About this exercise → Each entry should be set down again verbatim, with the images omitted.

Exercise data →

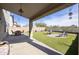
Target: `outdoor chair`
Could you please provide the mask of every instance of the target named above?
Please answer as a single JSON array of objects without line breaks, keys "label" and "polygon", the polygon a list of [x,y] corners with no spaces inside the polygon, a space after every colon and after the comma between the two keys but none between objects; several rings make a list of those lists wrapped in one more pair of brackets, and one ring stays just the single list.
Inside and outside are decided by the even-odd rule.
[{"label": "outdoor chair", "polygon": [[9,55],[10,45],[7,41],[0,42],[0,55]]}]

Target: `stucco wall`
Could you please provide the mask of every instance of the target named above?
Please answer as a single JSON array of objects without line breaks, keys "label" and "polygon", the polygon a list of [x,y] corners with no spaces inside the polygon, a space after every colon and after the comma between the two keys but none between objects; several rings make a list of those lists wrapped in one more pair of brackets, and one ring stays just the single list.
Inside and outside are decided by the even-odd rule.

Completed exercise →
Target: `outdoor chair`
Could you please provide the mask of every instance of the target named above?
Please answer as a single JSON array of objects without line breaks, keys "label" and "polygon", the polygon a list of [x,y] corners with no spaces inside the polygon, a space after every colon and after the comma between the two keys but none between objects; several rings make a list of those lists wrapped in one more pair of brackets, and one ring stays just the single list.
Inside and outside are decided by the even-odd rule.
[{"label": "outdoor chair", "polygon": [[9,55],[10,45],[7,41],[0,42],[0,55]]}]

Target: `stucco wall`
Could you please provide the mask of every instance of the target named above?
Please answer as a single JSON array of objects without line breaks, keys "label" and "polygon", the polygon a list of [x,y] corners with no spaces inside the polygon, a space after every colon and after the comma between the two keys but none between objects; several rings make a list of those lists wrapped in one more pair of brackets, and one ring stays just the single list.
Inside and outside are decided by the even-odd rule.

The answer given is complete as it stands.